■ **EJERCICIOS PROPUESTOS**:
(1) Transcriba de la nota sobre Felipe Vargas el fragmento comprendido entre "Si bien Felipe" y "radicados en Panquehue.", ambos inclusive.
(2) Según la nota sobre Felipe Vargas, ¿en qué mes y año firmó el joven su primer contrato con el club?

■ **TEXTO DE LECTURA**:
================
- Con raíces en San Felipe y actualmente radicado en Panquehue, la joven promesa fue seleccionada entre más de 300 niños en Argentina.-
Una historia marcada por el esfuerzo, la constancia y el talento comienza a consolidarse en el fútbol internacional. Se trata de Felipe Andrés Vargas Nacarate, niño de 10 años de edad, oriundo del Valle de Aconcagua, quien ha dado importantes pasos en su desarrollo deportivo tras firmar su renovación contrato con el club argentino Atlético Independiente de Avellaneda, de Buenos Aires.
Si bien Felipe tiene raíces en nuestra comuna, gran parte de su formación la desarrolló en el extremo sur del país. Su familia se trasladó cuando él tenía apenas meses de vida a Punta Arenas, donde creció y dio sus primeros pasos en el fútbol, integrando el Club Chile de dicha ciudad. Tras su regreso a la zona, actualmente se encuentran radicados en Panquehue.
La oportunidad que cambiaría su camino futbolístico surgió en febrero de 2025, cuando su familia se enteró de una convocatoria masiva del club en la ciudad de Río Gallegos. Hasta ese lugar llegaron cerca de 300 niños con el mismo sueño, sin embargo, solo cuatro fueron seleccionados. Entre ellos, Felipe logró destacar gracias a sus condiciones dentro del campo de juego.
A partir de ese momento, su vínculo con el club comenzó a tomar forma. En junio de 2025 firmó su primer contrato y, en abril de este año, concretó su renovación, lo que reafirma la confianza depositada en él por la institución. Actualmente, el joven futbolista integrará la categoría Sub-10, desempeñándose como extremo, continuando así su proceso de formación en ‘Rey de Copas’ del fútbol sudamericano.
================
Datos almacenados
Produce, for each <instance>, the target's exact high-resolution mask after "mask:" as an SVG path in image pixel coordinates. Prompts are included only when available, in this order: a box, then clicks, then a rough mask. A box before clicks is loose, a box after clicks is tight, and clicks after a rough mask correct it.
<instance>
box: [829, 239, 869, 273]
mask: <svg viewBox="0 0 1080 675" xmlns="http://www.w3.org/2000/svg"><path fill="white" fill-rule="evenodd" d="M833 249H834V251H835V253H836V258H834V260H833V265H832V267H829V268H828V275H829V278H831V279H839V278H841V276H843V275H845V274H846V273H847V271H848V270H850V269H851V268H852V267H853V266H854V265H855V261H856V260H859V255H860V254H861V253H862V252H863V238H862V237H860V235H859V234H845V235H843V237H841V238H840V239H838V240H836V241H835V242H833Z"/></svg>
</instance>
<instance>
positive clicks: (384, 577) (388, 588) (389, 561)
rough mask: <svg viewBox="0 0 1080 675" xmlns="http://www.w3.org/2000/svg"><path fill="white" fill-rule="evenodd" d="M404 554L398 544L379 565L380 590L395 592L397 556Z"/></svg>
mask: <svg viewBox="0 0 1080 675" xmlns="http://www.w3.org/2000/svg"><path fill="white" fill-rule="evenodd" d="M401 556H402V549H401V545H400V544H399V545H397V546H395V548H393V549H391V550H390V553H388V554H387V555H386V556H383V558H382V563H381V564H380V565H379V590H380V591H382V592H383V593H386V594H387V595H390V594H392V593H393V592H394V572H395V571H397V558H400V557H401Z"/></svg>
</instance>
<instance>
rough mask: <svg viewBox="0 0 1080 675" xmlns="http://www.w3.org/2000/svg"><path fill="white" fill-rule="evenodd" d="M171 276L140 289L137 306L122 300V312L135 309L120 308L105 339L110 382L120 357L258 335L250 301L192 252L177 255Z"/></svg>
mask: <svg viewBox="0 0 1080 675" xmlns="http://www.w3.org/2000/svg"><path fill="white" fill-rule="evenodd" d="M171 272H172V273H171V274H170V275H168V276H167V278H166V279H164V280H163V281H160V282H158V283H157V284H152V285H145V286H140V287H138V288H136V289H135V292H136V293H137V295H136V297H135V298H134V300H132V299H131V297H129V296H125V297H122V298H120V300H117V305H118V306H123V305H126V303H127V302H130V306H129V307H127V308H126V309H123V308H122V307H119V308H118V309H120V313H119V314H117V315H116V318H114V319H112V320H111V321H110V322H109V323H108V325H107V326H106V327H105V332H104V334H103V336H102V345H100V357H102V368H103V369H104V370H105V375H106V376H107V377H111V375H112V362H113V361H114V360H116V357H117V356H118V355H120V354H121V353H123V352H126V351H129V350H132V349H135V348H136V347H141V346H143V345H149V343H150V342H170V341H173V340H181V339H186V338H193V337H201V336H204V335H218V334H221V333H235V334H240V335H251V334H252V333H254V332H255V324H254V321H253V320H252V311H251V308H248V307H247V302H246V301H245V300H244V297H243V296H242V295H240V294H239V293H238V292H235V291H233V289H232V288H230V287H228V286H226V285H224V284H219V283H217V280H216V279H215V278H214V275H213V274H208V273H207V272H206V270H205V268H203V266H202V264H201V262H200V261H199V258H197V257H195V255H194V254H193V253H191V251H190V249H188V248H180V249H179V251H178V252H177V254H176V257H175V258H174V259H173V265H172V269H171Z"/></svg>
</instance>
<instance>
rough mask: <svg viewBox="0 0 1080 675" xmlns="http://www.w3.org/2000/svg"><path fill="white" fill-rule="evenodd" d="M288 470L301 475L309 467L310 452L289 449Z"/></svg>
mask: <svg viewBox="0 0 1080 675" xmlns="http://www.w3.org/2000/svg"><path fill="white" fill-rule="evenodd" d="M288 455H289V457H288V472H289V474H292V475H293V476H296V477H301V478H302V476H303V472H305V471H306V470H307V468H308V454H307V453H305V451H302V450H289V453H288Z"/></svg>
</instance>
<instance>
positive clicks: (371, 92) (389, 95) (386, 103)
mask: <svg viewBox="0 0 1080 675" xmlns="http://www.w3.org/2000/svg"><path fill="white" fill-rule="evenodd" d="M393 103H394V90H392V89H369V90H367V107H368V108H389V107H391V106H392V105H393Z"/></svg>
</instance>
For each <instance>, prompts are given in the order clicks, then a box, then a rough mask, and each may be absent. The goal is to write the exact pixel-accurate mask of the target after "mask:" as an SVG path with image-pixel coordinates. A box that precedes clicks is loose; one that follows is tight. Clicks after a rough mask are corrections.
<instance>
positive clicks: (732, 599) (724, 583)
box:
================
■ **RESPUESTAS POR EJERCICIO**:
(1)
Si bien Felipe tiene raíces en nuestra comuna, gran parte de su formación la desarrolló en el extremo sur del país. Su familia se trasladó cuando él tenía apenas meses de vida a Punta Arenas, donde creció y dio sus primeros pasos en el fútbol, integrando el Club Chile de dicha ciudad. Tras su regreso a la zona, actualmente se encuentran radicados en Panquehue.

(2) En junio de 2025.